Data entries.
--- Begin ---
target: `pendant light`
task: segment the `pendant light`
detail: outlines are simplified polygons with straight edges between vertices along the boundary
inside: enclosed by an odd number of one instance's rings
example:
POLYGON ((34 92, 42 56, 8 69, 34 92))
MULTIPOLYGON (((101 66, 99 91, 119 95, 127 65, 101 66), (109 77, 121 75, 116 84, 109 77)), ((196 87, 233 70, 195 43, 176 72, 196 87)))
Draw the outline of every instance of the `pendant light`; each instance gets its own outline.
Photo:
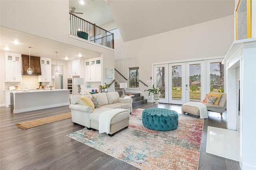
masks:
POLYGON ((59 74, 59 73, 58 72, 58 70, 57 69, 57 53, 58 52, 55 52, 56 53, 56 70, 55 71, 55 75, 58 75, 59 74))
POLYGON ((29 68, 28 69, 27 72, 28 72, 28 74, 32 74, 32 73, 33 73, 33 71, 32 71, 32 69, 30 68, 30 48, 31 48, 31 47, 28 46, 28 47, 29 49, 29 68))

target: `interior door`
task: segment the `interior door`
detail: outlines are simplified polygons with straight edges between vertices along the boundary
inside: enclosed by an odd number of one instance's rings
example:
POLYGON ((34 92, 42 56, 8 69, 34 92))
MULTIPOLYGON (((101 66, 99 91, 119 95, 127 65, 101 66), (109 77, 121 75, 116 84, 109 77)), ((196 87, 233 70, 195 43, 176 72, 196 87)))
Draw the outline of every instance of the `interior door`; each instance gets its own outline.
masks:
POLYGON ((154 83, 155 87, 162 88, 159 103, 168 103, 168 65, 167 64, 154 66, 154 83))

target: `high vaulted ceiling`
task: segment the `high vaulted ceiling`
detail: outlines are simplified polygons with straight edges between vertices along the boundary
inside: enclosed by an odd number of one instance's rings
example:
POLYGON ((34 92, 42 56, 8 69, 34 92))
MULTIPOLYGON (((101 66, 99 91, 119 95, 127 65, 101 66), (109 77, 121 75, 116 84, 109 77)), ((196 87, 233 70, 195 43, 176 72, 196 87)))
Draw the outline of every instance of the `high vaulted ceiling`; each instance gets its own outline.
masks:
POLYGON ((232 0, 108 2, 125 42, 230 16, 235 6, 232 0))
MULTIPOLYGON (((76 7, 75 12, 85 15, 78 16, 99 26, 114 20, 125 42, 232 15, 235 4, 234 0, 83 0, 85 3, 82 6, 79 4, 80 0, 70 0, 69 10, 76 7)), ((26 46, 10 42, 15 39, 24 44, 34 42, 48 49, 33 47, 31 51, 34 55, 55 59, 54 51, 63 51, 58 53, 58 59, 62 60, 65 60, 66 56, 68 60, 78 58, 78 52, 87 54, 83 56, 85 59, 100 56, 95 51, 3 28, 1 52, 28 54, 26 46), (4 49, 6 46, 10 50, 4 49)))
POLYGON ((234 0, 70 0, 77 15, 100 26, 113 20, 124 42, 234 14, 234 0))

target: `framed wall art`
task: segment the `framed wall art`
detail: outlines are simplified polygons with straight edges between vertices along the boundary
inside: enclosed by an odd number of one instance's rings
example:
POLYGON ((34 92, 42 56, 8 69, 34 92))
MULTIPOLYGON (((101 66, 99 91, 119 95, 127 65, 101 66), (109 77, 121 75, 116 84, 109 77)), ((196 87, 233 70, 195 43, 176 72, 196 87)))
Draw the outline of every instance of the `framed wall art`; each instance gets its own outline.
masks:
--- End ---
Exercise description.
Select every line in the data above that contains the word "vaulted" and copy each of those lines out.

Result of the exercise.
target: `high vaulted ceiling`
task: segment the `high vaulted ceiling`
Draw the outline of every instance of the `high vaulted ceiling`; each instance gets its own outline.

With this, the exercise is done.